**Questions**
[a] Reproduce the part of the passage on monitoring hung database instances between "Customers may need" and "a 'hung' database/database instance.", inclusive.
[b] In the passage on monitoring hung database instances, condense the paragraph that begins "If it is an application 'not responding,'" into a shorter version that keeps its main facts.

Customers may need to monitor their databases/database instances when they become 'hung.'
There is no specific "out of the box" checkpoint(s) to monitor what might be considered a 'hung' database/database instance.
The term "hung state" when referring to a database instance is unfortunately too vague a statement to provide focused-specific help on. This could mean many different things, all with different possible solutions. For example,
- a single instance or application is not responding
- you can not log in remotely with RDP but all other functions are working
- All web services are down but other local services are working
- an instance appears to be available, but no transactions can be run
You first need to define exactly what constitutes a 'hung state' and then see what can be done to monitor for that condition, and alarm on it.
If it is an application 'not responding,' you could possibly monitor it with the e2e_appmon probe and create an e2e transaction to test access to the instance to run a basic statement/transaction that indicates the instance is hung but you would have to identify a means of doing so that you would trust as an indicator/proof.
If the application should be adding data to a database you could possibly create an SQL checkpoint to check for records added and alarm if there are not new ones.
If the application writes to a log file setup logmon to parse for an error/errors, e.g., transaction logs, or a remote dirscan probe to monitor the log files for activity.

**Records provided**
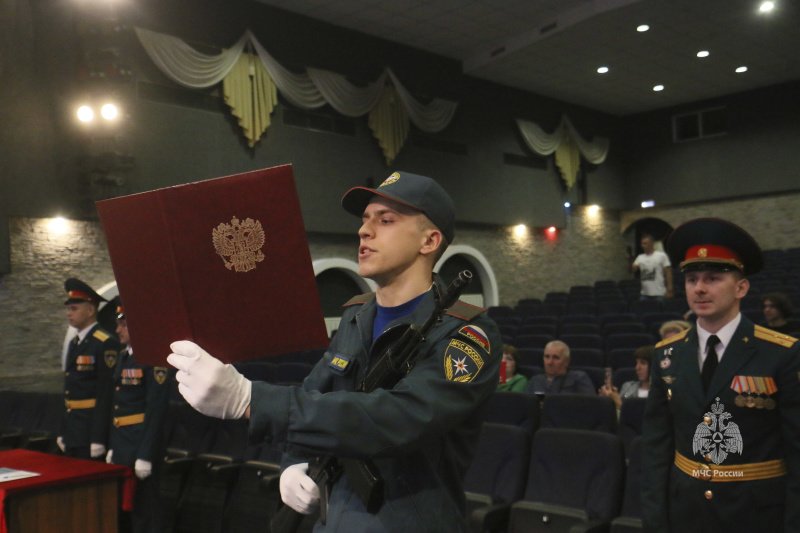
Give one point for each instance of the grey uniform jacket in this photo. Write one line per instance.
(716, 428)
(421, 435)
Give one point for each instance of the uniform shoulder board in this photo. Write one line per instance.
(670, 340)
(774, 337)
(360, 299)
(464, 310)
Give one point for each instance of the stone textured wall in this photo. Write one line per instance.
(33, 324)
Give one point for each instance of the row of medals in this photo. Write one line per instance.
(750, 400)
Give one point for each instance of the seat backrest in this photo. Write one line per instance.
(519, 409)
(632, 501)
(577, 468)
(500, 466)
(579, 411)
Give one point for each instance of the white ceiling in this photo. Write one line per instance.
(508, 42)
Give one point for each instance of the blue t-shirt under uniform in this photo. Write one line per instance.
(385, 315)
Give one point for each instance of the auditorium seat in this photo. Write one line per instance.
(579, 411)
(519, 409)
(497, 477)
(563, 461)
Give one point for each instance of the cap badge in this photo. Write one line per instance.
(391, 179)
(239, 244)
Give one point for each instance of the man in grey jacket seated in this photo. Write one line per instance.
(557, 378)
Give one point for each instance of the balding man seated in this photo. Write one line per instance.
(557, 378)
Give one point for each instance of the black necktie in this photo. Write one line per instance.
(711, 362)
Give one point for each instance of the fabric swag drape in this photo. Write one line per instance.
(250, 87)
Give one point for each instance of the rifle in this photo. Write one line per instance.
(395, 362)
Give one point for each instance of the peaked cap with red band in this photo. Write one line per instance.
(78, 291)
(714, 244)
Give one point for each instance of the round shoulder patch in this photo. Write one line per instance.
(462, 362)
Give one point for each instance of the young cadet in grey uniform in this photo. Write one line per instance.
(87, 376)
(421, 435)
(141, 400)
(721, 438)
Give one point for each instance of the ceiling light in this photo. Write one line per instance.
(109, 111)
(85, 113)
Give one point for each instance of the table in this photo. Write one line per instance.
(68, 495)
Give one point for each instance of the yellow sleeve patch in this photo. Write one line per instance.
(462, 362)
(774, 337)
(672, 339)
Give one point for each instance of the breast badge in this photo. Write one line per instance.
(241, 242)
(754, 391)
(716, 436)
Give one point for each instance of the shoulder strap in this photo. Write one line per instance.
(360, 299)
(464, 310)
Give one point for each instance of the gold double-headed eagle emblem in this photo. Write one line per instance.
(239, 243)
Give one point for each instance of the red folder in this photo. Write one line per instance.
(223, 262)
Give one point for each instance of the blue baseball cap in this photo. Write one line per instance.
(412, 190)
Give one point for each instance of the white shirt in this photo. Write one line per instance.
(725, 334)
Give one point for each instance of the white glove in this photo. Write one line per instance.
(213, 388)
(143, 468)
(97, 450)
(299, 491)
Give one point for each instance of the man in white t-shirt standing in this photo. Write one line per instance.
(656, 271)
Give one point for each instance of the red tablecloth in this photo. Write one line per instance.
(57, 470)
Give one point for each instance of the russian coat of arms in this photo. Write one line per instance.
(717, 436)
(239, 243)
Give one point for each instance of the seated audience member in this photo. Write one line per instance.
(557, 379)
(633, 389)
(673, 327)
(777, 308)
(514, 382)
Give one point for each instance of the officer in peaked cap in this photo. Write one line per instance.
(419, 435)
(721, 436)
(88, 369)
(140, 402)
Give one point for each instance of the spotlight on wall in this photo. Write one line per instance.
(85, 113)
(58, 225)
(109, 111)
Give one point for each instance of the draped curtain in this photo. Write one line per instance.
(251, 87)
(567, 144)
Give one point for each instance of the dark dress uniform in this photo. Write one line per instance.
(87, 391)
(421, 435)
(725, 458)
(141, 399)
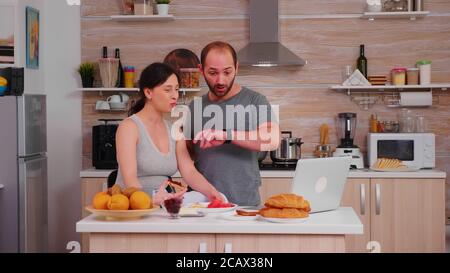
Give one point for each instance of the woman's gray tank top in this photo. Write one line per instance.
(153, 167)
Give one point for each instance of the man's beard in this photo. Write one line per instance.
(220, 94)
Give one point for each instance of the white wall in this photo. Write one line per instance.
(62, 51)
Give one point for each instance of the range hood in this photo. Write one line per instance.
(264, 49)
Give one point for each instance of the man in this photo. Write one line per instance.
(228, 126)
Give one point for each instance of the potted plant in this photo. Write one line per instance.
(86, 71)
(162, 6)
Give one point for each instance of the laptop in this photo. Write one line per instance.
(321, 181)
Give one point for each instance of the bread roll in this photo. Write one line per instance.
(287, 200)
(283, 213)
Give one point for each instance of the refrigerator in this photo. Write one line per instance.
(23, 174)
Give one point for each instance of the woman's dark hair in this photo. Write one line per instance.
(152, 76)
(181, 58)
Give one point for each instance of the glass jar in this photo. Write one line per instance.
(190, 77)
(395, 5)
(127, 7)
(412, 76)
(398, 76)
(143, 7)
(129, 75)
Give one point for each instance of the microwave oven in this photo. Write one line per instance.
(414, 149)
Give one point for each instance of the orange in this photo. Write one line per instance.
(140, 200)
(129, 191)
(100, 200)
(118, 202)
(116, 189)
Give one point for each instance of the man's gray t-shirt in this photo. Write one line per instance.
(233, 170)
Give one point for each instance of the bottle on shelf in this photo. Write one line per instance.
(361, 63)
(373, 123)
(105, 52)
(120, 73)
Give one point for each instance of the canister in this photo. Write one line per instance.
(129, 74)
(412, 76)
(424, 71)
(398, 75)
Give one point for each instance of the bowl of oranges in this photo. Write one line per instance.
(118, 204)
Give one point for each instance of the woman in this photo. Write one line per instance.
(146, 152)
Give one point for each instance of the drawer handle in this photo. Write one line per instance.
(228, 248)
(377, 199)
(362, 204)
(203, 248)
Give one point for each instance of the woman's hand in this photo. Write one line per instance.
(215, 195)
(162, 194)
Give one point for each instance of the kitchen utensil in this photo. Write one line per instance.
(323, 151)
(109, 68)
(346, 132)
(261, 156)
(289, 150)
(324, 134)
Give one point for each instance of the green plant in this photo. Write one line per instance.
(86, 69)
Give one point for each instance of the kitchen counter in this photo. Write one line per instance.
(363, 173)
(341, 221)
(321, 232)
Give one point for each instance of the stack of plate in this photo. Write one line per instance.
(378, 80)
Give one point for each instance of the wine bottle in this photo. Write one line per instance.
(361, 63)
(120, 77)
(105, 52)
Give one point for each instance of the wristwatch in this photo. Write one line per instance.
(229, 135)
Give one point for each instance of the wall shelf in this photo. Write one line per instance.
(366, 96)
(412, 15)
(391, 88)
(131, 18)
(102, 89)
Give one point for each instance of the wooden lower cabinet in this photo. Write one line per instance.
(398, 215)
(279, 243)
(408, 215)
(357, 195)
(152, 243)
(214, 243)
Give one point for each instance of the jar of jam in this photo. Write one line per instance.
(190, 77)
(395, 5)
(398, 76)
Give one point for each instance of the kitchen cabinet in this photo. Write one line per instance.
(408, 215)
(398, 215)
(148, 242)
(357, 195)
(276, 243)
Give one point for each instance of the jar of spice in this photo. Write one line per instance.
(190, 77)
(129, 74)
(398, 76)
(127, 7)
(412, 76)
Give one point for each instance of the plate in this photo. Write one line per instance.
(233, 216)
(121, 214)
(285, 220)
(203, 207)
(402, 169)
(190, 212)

...

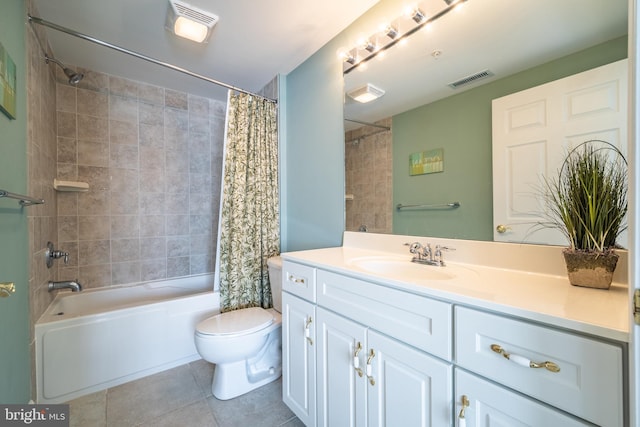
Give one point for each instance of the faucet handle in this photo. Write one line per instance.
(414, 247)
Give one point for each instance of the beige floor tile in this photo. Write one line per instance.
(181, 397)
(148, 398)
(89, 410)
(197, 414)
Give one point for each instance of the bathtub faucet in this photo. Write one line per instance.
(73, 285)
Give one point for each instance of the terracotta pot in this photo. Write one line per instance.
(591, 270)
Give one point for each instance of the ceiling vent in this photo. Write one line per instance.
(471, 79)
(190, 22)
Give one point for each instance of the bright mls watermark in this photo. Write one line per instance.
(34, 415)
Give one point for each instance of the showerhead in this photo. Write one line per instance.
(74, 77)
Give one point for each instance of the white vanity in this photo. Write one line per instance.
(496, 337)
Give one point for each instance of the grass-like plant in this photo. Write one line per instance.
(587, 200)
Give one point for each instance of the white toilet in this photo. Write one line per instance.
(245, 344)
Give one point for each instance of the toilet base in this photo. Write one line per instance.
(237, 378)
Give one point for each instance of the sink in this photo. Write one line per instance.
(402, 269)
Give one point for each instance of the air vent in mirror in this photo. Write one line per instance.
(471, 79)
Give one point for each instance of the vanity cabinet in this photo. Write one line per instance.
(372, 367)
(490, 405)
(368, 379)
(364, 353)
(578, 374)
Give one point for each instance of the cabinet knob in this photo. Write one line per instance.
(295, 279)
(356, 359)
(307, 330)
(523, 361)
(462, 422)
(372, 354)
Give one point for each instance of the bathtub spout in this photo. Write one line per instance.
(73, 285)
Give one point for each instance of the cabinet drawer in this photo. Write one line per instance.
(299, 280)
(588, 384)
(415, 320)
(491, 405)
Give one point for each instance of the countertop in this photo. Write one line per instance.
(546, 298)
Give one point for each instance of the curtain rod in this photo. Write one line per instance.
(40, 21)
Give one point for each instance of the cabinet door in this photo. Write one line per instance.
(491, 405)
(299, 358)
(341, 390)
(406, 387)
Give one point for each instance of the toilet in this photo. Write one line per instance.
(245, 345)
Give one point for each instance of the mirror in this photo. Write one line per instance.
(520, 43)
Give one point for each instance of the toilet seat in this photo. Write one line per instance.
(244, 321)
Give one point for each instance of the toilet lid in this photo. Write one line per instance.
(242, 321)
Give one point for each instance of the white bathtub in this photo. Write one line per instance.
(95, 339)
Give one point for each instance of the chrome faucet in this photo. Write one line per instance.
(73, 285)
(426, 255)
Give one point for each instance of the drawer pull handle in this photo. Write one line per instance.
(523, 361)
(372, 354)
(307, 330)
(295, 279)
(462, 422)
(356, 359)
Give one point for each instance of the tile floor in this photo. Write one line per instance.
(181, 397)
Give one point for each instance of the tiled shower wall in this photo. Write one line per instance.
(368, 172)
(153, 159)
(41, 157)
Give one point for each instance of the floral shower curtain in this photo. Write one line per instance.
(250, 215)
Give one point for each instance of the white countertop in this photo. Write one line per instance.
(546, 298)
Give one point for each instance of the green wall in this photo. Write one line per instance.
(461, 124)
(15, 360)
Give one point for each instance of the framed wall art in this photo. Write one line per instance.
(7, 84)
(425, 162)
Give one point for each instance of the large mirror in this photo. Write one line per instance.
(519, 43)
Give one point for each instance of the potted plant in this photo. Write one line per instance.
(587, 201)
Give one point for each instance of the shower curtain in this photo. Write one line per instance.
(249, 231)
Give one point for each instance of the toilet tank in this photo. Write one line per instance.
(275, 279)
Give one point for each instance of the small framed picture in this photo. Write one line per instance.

**Answers for the exercise**
[a]
Customers may need to monitor their databases/database instances when they become 'hung.'
There is no specific "out of the box" checkpoint(s) to monitor what might be considered a 'hung' database/database instance.

[b] If an application is not responding, the e2e_appmon probe could run an e2e transaction that tests access to the instance with a basic statement or transaction showing whether it is hung. This requires a method you would trust as an indicator or proof.